> **DATA SECTION**:
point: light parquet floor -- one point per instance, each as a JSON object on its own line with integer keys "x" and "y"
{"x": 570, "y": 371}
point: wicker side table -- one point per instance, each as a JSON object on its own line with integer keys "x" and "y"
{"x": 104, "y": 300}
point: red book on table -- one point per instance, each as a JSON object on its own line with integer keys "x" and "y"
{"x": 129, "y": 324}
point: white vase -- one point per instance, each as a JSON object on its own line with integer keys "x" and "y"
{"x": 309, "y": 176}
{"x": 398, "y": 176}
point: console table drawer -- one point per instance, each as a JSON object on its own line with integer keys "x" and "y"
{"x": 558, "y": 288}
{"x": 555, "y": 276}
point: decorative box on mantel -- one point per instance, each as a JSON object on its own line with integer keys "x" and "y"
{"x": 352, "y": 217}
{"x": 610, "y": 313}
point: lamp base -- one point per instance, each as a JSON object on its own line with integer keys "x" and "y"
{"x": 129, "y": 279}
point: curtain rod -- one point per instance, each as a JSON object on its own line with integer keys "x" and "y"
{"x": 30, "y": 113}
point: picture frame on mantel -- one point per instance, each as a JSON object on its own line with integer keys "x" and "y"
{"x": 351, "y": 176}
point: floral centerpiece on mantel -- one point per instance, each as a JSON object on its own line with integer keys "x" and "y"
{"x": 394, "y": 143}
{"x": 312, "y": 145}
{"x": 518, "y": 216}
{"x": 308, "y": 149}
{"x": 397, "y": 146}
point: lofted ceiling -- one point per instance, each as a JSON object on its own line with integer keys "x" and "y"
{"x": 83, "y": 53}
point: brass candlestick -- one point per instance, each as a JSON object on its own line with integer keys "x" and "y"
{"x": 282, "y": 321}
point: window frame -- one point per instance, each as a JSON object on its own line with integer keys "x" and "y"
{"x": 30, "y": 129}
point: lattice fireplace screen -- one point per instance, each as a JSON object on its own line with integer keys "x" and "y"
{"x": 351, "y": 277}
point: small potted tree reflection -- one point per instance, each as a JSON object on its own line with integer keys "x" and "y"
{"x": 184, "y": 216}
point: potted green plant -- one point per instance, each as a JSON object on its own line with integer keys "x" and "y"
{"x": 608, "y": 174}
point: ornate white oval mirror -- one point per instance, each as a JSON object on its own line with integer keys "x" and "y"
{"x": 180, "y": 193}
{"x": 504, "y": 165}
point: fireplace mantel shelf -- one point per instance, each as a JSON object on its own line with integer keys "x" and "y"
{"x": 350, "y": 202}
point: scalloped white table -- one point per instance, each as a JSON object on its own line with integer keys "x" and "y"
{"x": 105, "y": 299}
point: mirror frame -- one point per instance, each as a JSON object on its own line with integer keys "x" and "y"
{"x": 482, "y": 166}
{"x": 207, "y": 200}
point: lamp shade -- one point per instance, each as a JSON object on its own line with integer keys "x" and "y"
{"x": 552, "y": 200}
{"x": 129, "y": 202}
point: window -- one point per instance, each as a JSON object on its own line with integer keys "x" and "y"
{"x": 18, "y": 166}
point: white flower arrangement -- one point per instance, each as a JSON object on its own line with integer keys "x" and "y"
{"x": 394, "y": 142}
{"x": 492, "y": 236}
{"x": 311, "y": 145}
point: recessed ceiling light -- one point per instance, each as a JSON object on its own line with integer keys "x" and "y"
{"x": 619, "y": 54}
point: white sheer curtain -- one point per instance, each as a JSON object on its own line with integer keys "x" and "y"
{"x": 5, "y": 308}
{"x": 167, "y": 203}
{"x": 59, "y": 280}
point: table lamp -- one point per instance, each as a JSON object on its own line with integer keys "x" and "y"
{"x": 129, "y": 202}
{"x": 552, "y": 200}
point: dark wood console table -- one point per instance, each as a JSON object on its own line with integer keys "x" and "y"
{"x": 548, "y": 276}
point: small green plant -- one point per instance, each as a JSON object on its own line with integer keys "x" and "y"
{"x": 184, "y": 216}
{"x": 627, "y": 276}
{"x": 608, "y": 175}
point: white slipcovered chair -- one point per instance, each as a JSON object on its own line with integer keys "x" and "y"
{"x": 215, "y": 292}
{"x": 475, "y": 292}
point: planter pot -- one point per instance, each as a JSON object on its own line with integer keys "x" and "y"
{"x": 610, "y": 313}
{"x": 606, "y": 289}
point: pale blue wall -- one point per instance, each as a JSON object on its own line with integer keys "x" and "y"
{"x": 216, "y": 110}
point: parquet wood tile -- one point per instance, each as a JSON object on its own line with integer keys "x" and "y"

> **TASK TO COMPLETE**: Every record shown above should be written out again exactly.

> **CORRECT OUTPUT**:
point: light parquet floor -- one point per instance, each as a JSON object on its own line with integer keys "x" and "y"
{"x": 570, "y": 371}
point: wicker side table -- one point per instance, each as a JSON object on its own line with integer keys "x" and "y"
{"x": 104, "y": 300}
point: red book on table -- one point per instance, each as a JSON object on its own line with integer keys "x" and "y"
{"x": 129, "y": 324}
point: white vase -- one point per instance, each as a JSON object on its own line with integer keys "x" and "y"
{"x": 309, "y": 176}
{"x": 398, "y": 176}
point: console table drawer -- one point per instance, each as a JSON object on its own line with integer keys "x" and "y"
{"x": 558, "y": 288}
{"x": 555, "y": 276}
point: decorative box on mantel -- one point per instance, each as a JSON object on its own line with integer keys "x" and "y"
{"x": 352, "y": 217}
{"x": 610, "y": 313}
point: lamp base -- one point per instance, each as a JSON object on its own line with integer keys "x" and "y"
{"x": 129, "y": 279}
point: curtain rod -- one point per instance, each as a JSON object on its own line with integer keys "x" and "y"
{"x": 30, "y": 113}
point: picture frame on mantel -- one point per instance, each as a JSON object on its own line with integer keys "x" and "y"
{"x": 351, "y": 176}
point: floral centerpiece on mantel -- one point per instance, each as a JSON object on its own line with integer keys "x" and "y"
{"x": 394, "y": 143}
{"x": 312, "y": 145}
{"x": 518, "y": 216}
{"x": 308, "y": 149}
{"x": 397, "y": 146}
point: lofted ceiling -- one point per instance, each as a JSON object on its own line with integer keys "x" and "y"
{"x": 83, "y": 53}
point: brass candlestick -- one point per instance, each as a JSON object on its own line with integer keys "x" and "y"
{"x": 282, "y": 321}
point: window frame -- one point per instance, each as a JSON object on its own line with integer keys "x" and "y"
{"x": 30, "y": 129}
point: lattice fireplace screen -- one point per instance, each as a JSON object on its own line with integer keys "x" and "y"
{"x": 351, "y": 277}
point: small potted tree reflection -- one point per instance, each as a JSON object on its own line with integer keys "x" and "y"
{"x": 184, "y": 216}
point: potted green plant -- one point per instance, each as a JSON object on its own line with integer keys "x" and "y"
{"x": 608, "y": 174}
point: ornate white oval mirror -- one point per instance, each as a JSON object on its own line with integer keys "x" and "y"
{"x": 180, "y": 193}
{"x": 504, "y": 165}
point: fireplace mantel shelf -- one point per instance, each as a JSON object on its own line with integer keys "x" and "y"
{"x": 350, "y": 202}
point: scalloped white table -- one point per instance, each as a JSON object on its own line with integer keys "x" and "y"
{"x": 105, "y": 299}
point: mirror frame -- one point per instance, each as a JSON object on its own line with integer keys "x" and "y"
{"x": 482, "y": 166}
{"x": 207, "y": 200}
point: lamp shade -- one point per instance, each as a JSON object on its own line with integer keys "x" and "y"
{"x": 552, "y": 200}
{"x": 129, "y": 202}
point: window -- one point per instance, each as a JSON object on its own line with integer keys "x" and "y"
{"x": 18, "y": 166}
point: white flower arrangement -- one point per instance, each as a JSON object on its own line with integer keys "x" and "y"
{"x": 394, "y": 142}
{"x": 492, "y": 236}
{"x": 311, "y": 145}
point: recessed ceiling light -- one point per instance, each as a JSON object on its own line with integer keys "x" and "y"
{"x": 619, "y": 54}
point: white sheer curtain -- one point per instance, each as a JSON object on its own line with integer keys "x" and "y"
{"x": 5, "y": 308}
{"x": 167, "y": 203}
{"x": 59, "y": 280}
point: table lamp -- one point per instance, each as a JSON object on its own line with integer keys "x" and "y"
{"x": 129, "y": 202}
{"x": 552, "y": 200}
point: dark wood console table -- one point per instance, each as a JSON object on its own line with integer keys "x" and "y"
{"x": 548, "y": 276}
point: small green plant -- one point per instance, each as a JSON object on its own line with integer keys "x" and "y"
{"x": 184, "y": 216}
{"x": 627, "y": 276}
{"x": 608, "y": 175}
point: white slipcovered chair -- one point per instance, each as a JSON object on its own line with integer keys "x" and "y"
{"x": 215, "y": 292}
{"x": 475, "y": 292}
point: planter pot -- one point per instance, each as a JSON object on its own line with integer keys "x" and "y"
{"x": 610, "y": 313}
{"x": 606, "y": 289}
point: pale blue wall -- one point per instance, each as a JSON object on its own line with integer keys "x" and "y"
{"x": 216, "y": 110}
point: parquet wood tile -- one point per instance, each as a JSON object on its own line with integer keys "x" and "y"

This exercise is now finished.